— Start of Source records —

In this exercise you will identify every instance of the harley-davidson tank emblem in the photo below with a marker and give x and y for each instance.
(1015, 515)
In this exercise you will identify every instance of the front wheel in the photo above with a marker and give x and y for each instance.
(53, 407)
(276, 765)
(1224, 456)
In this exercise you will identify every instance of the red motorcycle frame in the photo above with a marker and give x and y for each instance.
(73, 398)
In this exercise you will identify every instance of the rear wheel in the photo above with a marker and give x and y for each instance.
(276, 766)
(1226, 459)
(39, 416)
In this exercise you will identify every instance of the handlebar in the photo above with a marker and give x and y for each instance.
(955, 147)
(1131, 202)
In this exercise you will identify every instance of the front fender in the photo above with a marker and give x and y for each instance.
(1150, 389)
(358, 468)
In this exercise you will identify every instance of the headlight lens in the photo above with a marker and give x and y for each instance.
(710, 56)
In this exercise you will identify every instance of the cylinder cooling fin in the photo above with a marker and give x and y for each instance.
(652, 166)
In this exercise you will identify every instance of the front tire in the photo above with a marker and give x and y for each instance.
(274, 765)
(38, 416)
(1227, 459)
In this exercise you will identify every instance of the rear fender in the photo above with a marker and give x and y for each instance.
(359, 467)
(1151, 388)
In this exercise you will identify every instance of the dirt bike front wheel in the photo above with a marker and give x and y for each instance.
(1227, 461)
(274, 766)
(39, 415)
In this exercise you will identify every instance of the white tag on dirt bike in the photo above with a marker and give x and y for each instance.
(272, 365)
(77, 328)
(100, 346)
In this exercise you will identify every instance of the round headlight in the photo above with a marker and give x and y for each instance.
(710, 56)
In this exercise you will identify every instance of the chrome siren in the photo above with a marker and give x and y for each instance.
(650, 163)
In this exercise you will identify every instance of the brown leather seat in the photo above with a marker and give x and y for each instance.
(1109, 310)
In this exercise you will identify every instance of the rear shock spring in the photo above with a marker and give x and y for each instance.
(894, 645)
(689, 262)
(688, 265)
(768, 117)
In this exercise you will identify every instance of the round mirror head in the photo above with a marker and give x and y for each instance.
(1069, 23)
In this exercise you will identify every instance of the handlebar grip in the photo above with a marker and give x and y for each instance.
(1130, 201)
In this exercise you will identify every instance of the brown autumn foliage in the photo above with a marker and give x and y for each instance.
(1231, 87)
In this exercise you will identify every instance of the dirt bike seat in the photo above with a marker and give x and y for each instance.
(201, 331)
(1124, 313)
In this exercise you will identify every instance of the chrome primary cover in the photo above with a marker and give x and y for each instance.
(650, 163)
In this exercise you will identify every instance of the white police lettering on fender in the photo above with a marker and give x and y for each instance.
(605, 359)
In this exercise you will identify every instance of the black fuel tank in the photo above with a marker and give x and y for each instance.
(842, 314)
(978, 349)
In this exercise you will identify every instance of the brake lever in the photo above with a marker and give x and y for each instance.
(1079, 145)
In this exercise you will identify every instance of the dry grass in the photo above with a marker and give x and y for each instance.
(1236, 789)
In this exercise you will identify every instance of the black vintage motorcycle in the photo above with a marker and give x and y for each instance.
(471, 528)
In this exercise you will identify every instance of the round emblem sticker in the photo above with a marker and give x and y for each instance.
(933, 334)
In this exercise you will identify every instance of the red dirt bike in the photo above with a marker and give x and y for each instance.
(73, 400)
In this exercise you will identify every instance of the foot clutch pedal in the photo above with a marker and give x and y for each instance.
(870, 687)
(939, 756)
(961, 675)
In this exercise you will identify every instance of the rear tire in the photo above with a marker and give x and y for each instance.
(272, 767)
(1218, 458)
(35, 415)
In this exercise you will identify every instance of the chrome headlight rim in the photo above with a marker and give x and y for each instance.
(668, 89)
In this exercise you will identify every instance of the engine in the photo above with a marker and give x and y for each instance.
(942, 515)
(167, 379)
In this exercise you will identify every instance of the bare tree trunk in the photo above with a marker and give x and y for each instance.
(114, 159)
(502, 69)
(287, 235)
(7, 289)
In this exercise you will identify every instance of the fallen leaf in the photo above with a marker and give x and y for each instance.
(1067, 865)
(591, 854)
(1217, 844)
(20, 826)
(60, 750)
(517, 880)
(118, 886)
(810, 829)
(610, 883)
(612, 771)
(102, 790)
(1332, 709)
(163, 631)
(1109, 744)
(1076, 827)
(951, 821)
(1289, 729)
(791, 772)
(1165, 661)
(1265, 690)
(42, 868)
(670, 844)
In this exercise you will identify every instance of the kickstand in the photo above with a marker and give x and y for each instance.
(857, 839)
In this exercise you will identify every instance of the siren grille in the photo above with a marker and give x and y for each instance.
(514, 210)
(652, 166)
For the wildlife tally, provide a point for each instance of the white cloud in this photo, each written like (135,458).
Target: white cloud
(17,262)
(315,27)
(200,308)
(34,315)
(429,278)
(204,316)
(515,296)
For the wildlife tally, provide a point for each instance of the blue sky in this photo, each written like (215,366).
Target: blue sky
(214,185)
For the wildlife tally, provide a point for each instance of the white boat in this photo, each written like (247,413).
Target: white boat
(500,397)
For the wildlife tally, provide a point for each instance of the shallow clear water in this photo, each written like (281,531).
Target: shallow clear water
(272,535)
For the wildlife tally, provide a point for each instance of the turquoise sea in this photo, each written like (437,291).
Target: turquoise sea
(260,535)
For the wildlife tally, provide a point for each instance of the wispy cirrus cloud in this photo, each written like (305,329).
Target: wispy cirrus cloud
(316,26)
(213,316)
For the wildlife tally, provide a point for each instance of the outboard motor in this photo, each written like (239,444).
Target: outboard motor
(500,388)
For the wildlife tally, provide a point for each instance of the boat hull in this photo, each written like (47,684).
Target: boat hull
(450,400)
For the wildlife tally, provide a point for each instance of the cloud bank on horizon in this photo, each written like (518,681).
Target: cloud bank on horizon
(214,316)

— End of Source records —

Prompt: Please rewrite the stretch of records from the line containing "the chrome primary" through the line containing "(1236, 789)", swapping "brake lever" for "clutch lever" and keeping everything else the same.

Full answer:
In this exercise you will identify every instance of the chrome primary cover in the photo above with a marker and give x and y for each instance.
(650, 163)
In this exercise you will identify every instance of the white police lettering on fender in the photo above with a marker and give x and y for each instance.
(605, 359)
In this exercise you will identify every instance of the black fuel tank in the photo above with a marker and give x and y for each instance.
(842, 314)
(978, 349)
In this exercise you will identify every instance of the clutch lever in the photo above with a marker and give x and y for each instance.
(1079, 145)
In this exercise you will identify every instance of the dry grass in the photo above with a marker and give x and y for each instance.
(1236, 789)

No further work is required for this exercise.